• _Extrait à lire_
┌──
Mais c’est surtout TDJ elle-même qui fait la plus forte impression. Dans cet univers d’écrans et de réseaux, elle semble être un personnage désincarné, robotique, une sorte d’avatar aussi froid que parfait, un androïde à la beauté troublante. Comme les personnages du jeu vidéo Les Sims, on la voit déambuler d’une démarche rigide dans un maison vide. On aperçoit aussi son visage, moulé dans du silicone puis percé de dizaines de seringues de Botox. Une image qui semble avoir laissé une trace dans la tête de Geneviève Ryan Martel, la vraie personne derrière l’armure de TDJ. « J’ai fait un cauchemar la nuit dernière, expliquait-elle timidement lors d’un passage à Paris en plein milieu de la pandémie, juste après le tournage de la vidéo en question. J’ai rêvé que je marchais dans une salle à manger. Il y avait une version de moi-même, toute nue, allongée sur une table. Je savais que tout ça était faux. Mais dans ce rêve, j’avais besoin de m’en assurer. Et lorsque je touchais ce corps, je me rendais compte que c’était ma vraie peau. » Visiblement, l’expérience TDJ a tout à voir avec un trouble de l’identité.

Tony Hawk et Alice Deejay

Geneviève Ryan Martel n’a pas attendu sa récente transformation en cyborg techno pour se mettre à la musique. De son enfance dans la banlieue de Montreal, elle garde des souvenirs plein de musique classique via sa mère violoncelliste et son père clarinettiste. Mais dans la voiture, la bande-son des longs trajets en famille est plutôt faite de rock et de distorsions de guitares. Très vite, elle se met à la batterie et gratte sur sa six cordes ses premiers powerchords. Une adolescence typique de la fin 90’s début 2000’s se dessine progressivement : écouter Blink 182 en boucles, enregistrer de timides morceaux sur un petit multipiste Yamaha, faire du skate avec les amis – dans la vraie vie ou sur le jeu vidéo Tony Hawk’s Pro Skater. Après quelques expériences musicales en groupe, Geneviève se rend compte qu’elle préfère faire les choses en solo, dans son coin : « Au début, je voulais juste faire de la musique dans ma chambre, et à la limite la montrer à mes parents. C’est tout. ». À 20 ans, poussée par ses amis, elle sort ses premiers morceaux sous l’alias de Ryan Playground, à cheval entre la pop, la musique électronique et une grosse dose de culture rock indé’. De quoi attirer l’attention du producteur canadien Ryan Hemsworth qui décide de l’accompagner dans son projet en la signant sur son label Secret Songs le temps de deux albums très réussis : Elle et 16/17.
└──
[Étiquettes des points d'objet]
┌──
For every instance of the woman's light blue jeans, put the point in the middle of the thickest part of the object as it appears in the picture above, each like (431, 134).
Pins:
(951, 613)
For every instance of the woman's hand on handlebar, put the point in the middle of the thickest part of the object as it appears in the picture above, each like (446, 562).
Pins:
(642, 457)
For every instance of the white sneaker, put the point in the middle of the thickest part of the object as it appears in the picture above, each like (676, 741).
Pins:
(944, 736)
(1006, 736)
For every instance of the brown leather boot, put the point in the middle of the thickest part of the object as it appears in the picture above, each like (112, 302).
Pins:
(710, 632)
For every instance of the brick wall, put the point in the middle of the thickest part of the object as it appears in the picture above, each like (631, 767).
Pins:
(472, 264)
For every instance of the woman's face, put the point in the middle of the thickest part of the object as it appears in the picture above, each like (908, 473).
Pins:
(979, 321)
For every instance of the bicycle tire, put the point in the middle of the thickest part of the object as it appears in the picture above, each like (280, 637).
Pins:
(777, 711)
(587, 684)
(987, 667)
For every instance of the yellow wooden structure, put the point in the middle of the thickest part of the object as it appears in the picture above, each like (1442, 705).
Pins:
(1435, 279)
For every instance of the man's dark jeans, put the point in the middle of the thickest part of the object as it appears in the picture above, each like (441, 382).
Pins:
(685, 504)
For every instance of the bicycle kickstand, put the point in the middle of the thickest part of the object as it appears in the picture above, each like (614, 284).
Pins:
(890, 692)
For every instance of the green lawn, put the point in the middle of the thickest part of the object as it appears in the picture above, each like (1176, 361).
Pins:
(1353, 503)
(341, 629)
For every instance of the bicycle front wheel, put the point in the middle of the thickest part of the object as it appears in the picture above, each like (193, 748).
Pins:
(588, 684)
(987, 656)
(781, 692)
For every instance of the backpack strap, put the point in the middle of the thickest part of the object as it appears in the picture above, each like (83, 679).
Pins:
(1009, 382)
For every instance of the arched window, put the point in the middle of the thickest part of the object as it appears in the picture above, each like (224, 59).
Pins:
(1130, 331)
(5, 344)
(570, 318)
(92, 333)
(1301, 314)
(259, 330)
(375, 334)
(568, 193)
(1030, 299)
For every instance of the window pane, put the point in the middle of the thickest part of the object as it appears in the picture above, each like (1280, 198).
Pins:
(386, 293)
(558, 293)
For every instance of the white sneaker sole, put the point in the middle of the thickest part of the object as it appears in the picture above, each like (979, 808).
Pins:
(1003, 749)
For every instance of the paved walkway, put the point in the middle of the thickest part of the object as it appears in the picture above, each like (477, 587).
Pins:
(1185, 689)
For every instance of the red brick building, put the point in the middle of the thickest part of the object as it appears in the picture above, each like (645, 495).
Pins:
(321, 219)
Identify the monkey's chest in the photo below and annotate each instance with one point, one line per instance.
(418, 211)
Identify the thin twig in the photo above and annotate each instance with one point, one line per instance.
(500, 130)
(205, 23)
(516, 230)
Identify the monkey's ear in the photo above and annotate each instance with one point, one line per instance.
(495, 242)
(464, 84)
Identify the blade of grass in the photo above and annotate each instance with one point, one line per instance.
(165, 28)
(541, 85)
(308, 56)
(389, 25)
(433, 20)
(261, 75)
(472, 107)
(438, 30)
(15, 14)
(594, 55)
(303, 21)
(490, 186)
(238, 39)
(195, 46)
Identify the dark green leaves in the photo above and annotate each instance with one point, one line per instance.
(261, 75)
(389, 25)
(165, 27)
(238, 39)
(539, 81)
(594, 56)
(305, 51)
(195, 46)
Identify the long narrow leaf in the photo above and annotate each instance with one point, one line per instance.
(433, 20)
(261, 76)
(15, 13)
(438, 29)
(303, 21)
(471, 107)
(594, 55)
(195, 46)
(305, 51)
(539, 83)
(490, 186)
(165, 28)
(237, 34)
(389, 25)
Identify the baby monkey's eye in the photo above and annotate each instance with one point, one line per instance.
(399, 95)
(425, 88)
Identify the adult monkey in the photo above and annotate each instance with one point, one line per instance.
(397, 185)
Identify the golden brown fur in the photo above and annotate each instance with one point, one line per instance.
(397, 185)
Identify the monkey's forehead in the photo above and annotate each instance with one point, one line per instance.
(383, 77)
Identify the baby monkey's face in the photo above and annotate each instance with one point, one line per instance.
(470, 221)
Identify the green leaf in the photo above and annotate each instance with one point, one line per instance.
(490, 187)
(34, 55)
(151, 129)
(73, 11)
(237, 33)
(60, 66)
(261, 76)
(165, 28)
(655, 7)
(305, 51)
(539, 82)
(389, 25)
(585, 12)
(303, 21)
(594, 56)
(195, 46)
└──
• _Consigne_
D'après l'extrait sur TDJ, sous quel alias Geneviève Ryan Martel sort-elle ses premiers morceaux à 20 ans ?

• _Solution attendue_
Sous l'alias Ryan Playground.